»»

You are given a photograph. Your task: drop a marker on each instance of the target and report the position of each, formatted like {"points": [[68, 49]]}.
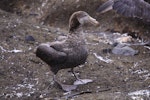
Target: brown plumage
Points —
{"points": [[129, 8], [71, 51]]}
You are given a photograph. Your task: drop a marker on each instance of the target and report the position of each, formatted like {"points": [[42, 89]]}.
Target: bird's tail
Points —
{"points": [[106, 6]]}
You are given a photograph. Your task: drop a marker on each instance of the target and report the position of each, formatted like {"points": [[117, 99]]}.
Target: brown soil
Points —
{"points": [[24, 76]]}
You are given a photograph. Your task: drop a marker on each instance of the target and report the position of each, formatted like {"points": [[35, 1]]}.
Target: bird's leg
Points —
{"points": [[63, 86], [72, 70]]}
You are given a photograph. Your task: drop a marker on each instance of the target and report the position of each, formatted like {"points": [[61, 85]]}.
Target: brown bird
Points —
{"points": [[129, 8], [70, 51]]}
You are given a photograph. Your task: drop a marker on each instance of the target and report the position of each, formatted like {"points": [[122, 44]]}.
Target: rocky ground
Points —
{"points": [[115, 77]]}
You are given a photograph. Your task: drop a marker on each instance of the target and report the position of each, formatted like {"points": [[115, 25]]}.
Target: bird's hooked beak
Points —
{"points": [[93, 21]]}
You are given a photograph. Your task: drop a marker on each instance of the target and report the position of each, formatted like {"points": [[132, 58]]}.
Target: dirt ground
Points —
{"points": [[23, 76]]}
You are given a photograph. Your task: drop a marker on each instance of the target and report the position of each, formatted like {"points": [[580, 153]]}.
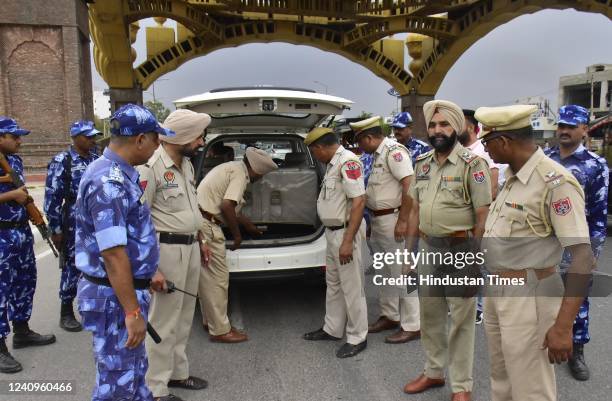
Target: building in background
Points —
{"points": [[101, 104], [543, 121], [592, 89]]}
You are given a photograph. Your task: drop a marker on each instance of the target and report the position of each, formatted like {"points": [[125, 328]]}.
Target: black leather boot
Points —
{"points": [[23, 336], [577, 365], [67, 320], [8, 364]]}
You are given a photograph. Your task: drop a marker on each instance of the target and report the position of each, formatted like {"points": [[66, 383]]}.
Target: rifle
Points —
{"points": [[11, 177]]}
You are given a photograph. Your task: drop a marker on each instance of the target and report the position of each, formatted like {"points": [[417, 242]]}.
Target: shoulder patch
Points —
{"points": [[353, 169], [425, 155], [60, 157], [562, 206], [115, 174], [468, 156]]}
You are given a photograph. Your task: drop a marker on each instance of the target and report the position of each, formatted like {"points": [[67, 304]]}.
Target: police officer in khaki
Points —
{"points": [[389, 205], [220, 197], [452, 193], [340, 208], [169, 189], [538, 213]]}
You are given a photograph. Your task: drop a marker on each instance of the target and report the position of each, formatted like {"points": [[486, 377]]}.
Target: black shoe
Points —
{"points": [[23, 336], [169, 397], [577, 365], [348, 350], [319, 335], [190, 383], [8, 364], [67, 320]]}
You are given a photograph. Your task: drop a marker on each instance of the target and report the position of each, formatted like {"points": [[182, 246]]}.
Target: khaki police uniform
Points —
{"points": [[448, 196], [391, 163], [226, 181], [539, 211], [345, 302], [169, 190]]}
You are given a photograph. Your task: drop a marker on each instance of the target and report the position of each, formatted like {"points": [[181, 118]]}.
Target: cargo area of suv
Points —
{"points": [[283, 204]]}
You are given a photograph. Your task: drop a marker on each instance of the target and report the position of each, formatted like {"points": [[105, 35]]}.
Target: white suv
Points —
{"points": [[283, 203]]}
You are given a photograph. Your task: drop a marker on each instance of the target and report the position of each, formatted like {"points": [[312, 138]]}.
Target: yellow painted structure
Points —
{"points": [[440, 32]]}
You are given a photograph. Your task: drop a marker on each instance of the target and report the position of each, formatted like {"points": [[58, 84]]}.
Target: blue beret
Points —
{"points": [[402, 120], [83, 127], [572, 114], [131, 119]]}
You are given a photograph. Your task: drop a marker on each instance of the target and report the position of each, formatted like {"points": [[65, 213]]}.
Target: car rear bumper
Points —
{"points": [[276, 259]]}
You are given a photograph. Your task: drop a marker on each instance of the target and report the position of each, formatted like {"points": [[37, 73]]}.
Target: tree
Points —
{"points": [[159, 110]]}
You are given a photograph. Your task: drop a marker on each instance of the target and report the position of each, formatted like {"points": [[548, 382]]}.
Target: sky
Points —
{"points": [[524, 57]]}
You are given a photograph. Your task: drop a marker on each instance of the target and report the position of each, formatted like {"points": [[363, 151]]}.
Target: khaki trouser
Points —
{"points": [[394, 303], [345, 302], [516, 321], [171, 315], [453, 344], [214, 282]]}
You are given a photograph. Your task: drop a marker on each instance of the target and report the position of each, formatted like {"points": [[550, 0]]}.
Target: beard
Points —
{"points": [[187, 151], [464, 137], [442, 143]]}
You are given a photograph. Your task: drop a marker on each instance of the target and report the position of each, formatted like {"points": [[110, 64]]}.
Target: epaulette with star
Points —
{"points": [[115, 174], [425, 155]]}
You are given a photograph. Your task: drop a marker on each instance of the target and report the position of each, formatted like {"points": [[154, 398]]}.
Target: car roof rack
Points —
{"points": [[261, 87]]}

««

__WRITTEN TASK__
Count the lines of the records that contain the word "black" and give only that number.

__WRITTEN SOLUTION__
2